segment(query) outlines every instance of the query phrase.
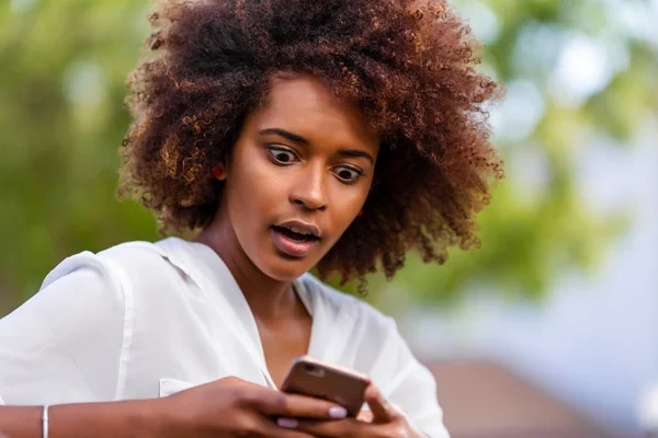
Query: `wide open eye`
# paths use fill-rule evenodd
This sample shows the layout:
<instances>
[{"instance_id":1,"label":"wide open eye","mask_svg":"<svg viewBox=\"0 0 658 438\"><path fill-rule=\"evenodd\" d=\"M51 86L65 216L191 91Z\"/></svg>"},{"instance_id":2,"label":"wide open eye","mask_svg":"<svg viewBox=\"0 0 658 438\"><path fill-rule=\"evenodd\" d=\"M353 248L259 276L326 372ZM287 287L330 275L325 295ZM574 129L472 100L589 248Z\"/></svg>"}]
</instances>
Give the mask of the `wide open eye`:
<instances>
[{"instance_id":1,"label":"wide open eye","mask_svg":"<svg viewBox=\"0 0 658 438\"><path fill-rule=\"evenodd\" d=\"M363 175L363 172L359 169L347 165L339 165L334 168L333 173L341 182L345 184L354 184L356 180L359 180L359 177Z\"/></svg>"},{"instance_id":2,"label":"wide open eye","mask_svg":"<svg viewBox=\"0 0 658 438\"><path fill-rule=\"evenodd\" d=\"M270 157L274 164L286 165L297 161L297 155L295 154L295 152L287 148L271 146L268 148L268 152L270 153Z\"/></svg>"}]
</instances>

> [REQUIREMENT] Write out every line of the material above as a numbered list, omitting blank lines and the pictures.

> [EXERCISE ANSWER]
1. segment(query) outlines every instance of the query phrase.
2. Query: `wide open eye`
3. # paths use fill-rule evenodd
4. This sample shows the layout:
5. <instances>
6. [{"instance_id":1,"label":"wide open eye","mask_svg":"<svg viewBox=\"0 0 658 438\"><path fill-rule=\"evenodd\" d=\"M51 86L65 216L191 91Z\"/></svg>"},{"instance_id":2,"label":"wide open eye","mask_svg":"<svg viewBox=\"0 0 658 438\"><path fill-rule=\"evenodd\" d=\"M353 248L259 276L326 372ZM287 287L330 275L325 295ZM574 129L472 100L589 248Z\"/></svg>"}]
7. </instances>
8. Give the mask of the `wide open eye`:
9. <instances>
10. [{"instance_id":1,"label":"wide open eye","mask_svg":"<svg viewBox=\"0 0 658 438\"><path fill-rule=\"evenodd\" d=\"M363 175L363 172L359 169L347 165L339 165L334 168L333 173L341 182L345 184L354 184L356 180L359 180L359 177Z\"/></svg>"},{"instance_id":2,"label":"wide open eye","mask_svg":"<svg viewBox=\"0 0 658 438\"><path fill-rule=\"evenodd\" d=\"M270 157L274 164L286 165L297 161L297 155L295 154L295 152L287 148L271 146L268 148L268 152L270 153Z\"/></svg>"}]
11. </instances>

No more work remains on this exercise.